Re: B3 dies without errors
Posted: 15 Mar 2011, 01:11
by RandomUsername
Sorry for the double post. Everything appears like it should be working with the Apache plugins but my graphs are just flat so something's obviously wrong.
The only thing I've found is here:
http://wiki.kartbuilding.net/index.php/ ... munin-node but it doesn't seem to apply to me.
Can one of you guys post your config for your Apache plugins?
Thanks.
Darren.
Re: B3 dies without errors
Posted: 15 Mar 2011, 03:04
by DanielM
RandomUsername wrote:Can one of you guys post your config for your Apache plugins?
The strange thing here is that my Munin worked out-of-the-box, I never touched anything at all. My /etc/munin/plugins/apache_accesses is a simple symlink to /usr/share/munin/plugins/apache_accesses which is completely untouched. Are there any other config files I should be looking at?
/Daniel
Re: B3 dies without errors
Posted: 15 Mar 2011, 04:15
by RandomUsername
Daniel, is there anything in /etc/munin/plugin-conf.d/munin-node relating to apache?
Thanks.
Re: B3 dies without errors
Posted: 15 Mar 2011, 05:30
by DanielM
RandomUsername wrote:Daniel, is there anything in /etc/munin/plugin-conf.d/munin-node relating to apache?
Not a word.
Code: Select all
root@b3:/etc/munin/plugin-conf.d# grep apa munin-node
root@b3:/etc/munin/plugin-conf.d#
/Daniel
Re: B3 dies without errors
Posted: 16 Mar 2011, 10:13
by RandomUsername
Well, removing any apache related lines from munin-node didn't help
Must be something do with the fact you have a B3 and I only a lowly B2.
[EDIT]Actually, it has worked. Yay!

**DATA SEGMENT:**
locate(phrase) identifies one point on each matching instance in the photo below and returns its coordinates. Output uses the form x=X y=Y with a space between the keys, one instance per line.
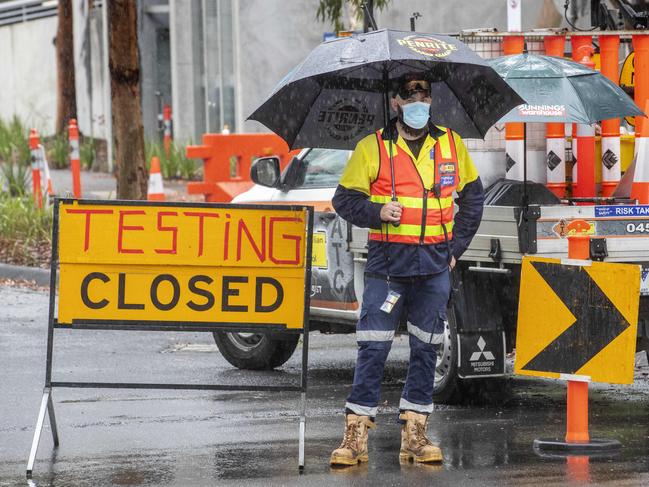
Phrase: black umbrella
x=339 y=93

**GOAL:** Extract the passage from "Not a word." to "has worked. Yay!" in the forum thread about the Munin Apache plugins. These lines come from a separate source.

**THE REPLY:**
Not a word.
Code: Select all
root@b3:/etc/munin/plugin-conf.d# grep apa munin-node
root@b3:/etc/munin/plugin-conf.d#
/Daniel
Re: B3 dies without errors
Posted: 16 Mar 2011, 10:13
by RandomUsername
Well, removing any apache related lines from munin-node didn't help
Must be something do with the fact you have a B3 and I only a lowly B2.
[EDIT]Actually, it has worked. Yay!